# TASK SET
a. In the San Francisco trip account, reproduce the passage from "Me 'n Mike had" up to and including "free saltwater taffy.", changing "Old Sacramento" to "Sacramento's old town".
b. According to the San Francisco trip account, how long were Mike and the writer gone?
c. Continue the San Francisco trip account from its last sentence.

Ostensibly, the whole idea was for Mike (whom I’ve known since high school) to get some pictures of various San Francisco sites relating to Dashiell Hammett for his website.  It also gave us a chance to escape from Butte County.  We were gone from 6:30 am on Saturday to about 11:30 pm on Sunday.  That was the extent of the big trip.

     

Me 'n Mike had a great time in the City.  We had some extra time, so first we stopped in Old Sacramento.  Everything's been preserved the way it was in the 1880's.  But all the little shops have modern stuff in them like movie memorabilia.  That's where we saw a figure of the Maltese Falcon, supposedly made in 1941 for promotional purposes.  The only thing we had from the 1880’s was the free saltwater taffy.

     

When we got to the City, we first stopped in at the Cartoon Art Museum.  I was disappointed that they no longer have the bathroom stall from the first museum, the one with all the graffiti and cartoons from R. Crumb and other cartoonists.  I sketched some Disney stuff and Mike sneaked a photo of a Dick Tracy original (he has the published version).

# DATA ROWS
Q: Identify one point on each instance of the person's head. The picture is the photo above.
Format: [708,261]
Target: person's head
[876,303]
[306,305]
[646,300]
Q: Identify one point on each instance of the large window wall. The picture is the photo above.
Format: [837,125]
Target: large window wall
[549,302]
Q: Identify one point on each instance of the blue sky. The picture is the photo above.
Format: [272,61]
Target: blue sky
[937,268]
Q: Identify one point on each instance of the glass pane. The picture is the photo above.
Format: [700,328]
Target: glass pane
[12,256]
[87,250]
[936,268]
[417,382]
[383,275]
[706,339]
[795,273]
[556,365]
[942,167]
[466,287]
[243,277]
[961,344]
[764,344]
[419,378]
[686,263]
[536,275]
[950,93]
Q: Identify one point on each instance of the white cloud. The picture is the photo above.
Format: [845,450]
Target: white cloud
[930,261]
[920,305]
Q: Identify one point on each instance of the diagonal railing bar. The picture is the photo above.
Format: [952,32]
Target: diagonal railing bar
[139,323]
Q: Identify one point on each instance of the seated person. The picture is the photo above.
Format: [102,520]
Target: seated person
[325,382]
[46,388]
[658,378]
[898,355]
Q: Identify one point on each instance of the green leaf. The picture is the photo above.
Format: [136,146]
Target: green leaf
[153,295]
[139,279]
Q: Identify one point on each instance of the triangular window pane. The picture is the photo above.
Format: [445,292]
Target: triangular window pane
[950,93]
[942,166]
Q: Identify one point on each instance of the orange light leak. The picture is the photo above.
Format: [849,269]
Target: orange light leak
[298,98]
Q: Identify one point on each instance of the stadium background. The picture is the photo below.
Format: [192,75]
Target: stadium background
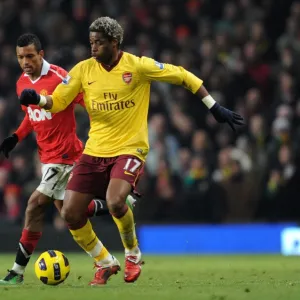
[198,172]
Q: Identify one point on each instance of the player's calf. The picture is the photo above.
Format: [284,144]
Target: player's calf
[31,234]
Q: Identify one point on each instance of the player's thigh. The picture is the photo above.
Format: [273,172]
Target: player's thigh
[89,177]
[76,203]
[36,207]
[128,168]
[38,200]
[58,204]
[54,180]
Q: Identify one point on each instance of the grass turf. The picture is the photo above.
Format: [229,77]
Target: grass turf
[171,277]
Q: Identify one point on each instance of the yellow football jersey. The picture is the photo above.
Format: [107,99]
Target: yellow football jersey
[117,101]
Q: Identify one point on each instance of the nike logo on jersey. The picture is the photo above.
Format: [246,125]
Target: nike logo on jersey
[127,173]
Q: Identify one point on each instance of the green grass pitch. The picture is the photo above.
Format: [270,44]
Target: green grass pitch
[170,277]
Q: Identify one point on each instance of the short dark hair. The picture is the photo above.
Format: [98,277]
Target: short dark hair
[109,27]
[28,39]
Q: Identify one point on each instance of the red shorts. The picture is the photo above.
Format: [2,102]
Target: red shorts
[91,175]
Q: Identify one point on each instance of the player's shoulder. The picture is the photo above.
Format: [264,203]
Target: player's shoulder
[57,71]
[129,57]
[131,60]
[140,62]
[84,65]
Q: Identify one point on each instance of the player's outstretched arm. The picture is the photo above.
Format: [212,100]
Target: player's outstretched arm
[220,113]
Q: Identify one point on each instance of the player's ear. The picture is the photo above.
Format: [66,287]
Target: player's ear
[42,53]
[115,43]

# RESULTS FOR THE EXERCISE
a.
Me 'n Mike had a great time in the City.  We had some extra time, so first we stopped in Sacramento's old town.  Everything's been preserved the way it was in the 1880's.  But all the little shops have modern stuff in them like movie memorabilia.  That's where we saw a figure of the Maltese Falcon, supposedly made in 1941 for promotional purposes.  The only thing we had from the 1880’s was the free saltwater taffy.

b. From 6:30 am on Saturday to about 11:30 pm on Sunday.

c.
     

On the way back to our car (Mike insisted we get a rental), we passed St. Patrick’s, an old brick church (with an actual flying buttress!)  A wedding was spilling out, with pretty hispanic girls all standing around waiting for the fat bride to toss them the bouquet.  

     

We drove around looking at a few things before we went to the hotel.  And at one point we found ourselves at Jones Street, on the top of Nob Hill, and we needed to head south.

 

Suddenly we became aware that this was the edge of the world. It had to be the steepest hill in all of San Francisco.  And that’s pretty damn steep! Mike started screaming, and looking down to make sure his seatbelt was actually in place—not a terribly reassuring gesture when one is a passenger, let me tell you. 

We made it to the bottom (where someone decided to put a stop light!) and I took the opportunity to wipe the sweat off of my palms.

 

Then we parked the car, and went to our room at the Dakota Hotel.  Going from the parking garage to the hotel took two trips because Mike had a big icebox full of food, and another bin of food, plus two suitcases of clothes and a few other pieces of luggage.  He had like five coats and (I swear!) eight pairs of shoes!  There are women that don’t own that many pairs of shoes!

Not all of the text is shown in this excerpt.